- EXCERPT PROVIDED
::::::::

Why I Stopped Putting Pull-Ups on a Pedestal (And Started Taking Dips Seriously)

on Jun 22 2026

For years, I bought into the fitness gospel that pull-ups are the undisputed king of upper body training. Every program I wrote started with them. Every client I coached heard me say, "if you can only do one thing, make it pull-ups." I genuinely believed it.

Then I actually looked at the research. I tested things with real people in real gyms. And I had to admit something that felt almost heretical: I had been underselling dips this whole time.

Not that pull-ups are bad. They're incredible. But the way we talk about them versus dips? That's not based on evidence. It's based on tradition. And tradition doesn't always tell you the whole story.

What the Science Actually Says About Load

Here's the thing nobody mentions: you can load dips heavier than pull-ups, relative to your body weight. It's not even close.

Think about it. A solid intermediate lifter can add 90 pounds to their dips within a few months of dedicated training. Adding 90 pounds to your pull-ups? That takes years-if you ever get there at all.

The biomechanics explain why. Dips put your shoulders in a more stable position. Your levers are shorter. Your triceps are mechanically advantaged to produce force. Pull-ups put your shoulders in a more vulnerable overhead position, with longer levers and less mechanical advantage per pound of load.

::::::::

- PROVIDED INFORMATION
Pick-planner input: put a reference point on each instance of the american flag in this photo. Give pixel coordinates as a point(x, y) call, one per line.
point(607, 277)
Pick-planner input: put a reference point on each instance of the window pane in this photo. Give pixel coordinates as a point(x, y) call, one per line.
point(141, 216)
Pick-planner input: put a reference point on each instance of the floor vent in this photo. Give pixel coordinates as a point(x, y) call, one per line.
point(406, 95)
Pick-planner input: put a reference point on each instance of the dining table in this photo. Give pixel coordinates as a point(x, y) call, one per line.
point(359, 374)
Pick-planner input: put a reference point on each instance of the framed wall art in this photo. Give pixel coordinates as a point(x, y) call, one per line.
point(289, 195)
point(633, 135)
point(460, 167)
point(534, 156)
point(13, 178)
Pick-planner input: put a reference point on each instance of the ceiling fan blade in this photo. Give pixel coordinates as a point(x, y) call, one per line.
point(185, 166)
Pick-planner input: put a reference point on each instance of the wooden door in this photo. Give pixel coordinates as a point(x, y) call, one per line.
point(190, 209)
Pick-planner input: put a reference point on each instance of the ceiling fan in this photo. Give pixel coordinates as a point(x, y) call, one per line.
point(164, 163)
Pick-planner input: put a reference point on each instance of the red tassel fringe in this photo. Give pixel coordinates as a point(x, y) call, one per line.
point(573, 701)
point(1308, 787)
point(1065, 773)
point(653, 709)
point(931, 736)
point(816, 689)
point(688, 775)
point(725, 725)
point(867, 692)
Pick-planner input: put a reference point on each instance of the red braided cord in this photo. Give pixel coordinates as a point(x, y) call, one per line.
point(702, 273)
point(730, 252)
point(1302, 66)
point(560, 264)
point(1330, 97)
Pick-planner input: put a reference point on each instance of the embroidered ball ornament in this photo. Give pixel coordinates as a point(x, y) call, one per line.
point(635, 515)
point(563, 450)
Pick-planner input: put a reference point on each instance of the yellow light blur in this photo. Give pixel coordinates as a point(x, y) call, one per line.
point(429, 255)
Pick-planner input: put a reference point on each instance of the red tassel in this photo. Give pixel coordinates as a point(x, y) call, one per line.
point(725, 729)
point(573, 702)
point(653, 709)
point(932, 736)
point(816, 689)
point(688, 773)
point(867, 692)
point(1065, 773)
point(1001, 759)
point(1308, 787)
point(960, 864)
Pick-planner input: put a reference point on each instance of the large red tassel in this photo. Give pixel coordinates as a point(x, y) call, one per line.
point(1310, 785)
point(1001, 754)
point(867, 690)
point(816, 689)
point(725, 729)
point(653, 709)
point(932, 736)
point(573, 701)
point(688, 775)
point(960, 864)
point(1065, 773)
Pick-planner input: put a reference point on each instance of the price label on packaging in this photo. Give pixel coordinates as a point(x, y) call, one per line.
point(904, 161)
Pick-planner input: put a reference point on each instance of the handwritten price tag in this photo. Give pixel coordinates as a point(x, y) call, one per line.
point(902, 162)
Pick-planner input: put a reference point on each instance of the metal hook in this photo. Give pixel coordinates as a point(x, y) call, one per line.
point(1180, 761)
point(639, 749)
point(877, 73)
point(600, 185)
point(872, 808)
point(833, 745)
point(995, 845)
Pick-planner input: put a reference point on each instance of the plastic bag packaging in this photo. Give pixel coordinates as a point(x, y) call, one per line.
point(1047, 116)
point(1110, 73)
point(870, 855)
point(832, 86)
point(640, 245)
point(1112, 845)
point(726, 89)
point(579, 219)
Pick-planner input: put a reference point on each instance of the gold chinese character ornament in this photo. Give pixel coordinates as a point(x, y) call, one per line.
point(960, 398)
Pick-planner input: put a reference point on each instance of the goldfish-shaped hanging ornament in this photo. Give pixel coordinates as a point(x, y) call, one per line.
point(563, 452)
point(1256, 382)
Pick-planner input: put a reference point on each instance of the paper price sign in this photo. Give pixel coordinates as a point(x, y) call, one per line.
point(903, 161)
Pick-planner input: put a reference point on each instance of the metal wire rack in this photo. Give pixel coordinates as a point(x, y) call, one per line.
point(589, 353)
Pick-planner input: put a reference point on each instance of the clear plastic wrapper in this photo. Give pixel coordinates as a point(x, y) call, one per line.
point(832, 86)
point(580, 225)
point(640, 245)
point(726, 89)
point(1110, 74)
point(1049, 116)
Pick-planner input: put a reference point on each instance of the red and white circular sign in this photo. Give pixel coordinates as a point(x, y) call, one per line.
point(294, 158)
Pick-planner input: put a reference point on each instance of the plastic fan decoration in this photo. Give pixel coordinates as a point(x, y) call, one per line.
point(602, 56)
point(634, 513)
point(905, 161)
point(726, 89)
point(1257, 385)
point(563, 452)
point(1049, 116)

::::::::

- DIRECTIONS
(A) In the post on pull-ups and dips, how much weight can a solid intermediate lifter add to their dips within a few months of dedicated training?
(B) Decide whether each statement agrees with the post on pull-ups and dips, and support each verdict with the deciding words quoted from it: (i) The writer considers pull-ups a bad exercise. (ii) Dips place the shoulders in a more stable position. (iii) The writer used to tell clients that pull-ups were the one thing to do if they could only do one.
The entries were drawn from a separate source.

- IN RESPONSE
(A) 90 pounds.

(B)
(i) No: "Not that pull-ups are bad. They're incredible."
(ii) Yes: "Dips put your shoulders in a more stable position."
(iii) Yes: "Every client I coached heard me say, "if you can only do one thing, make it pull-ups.""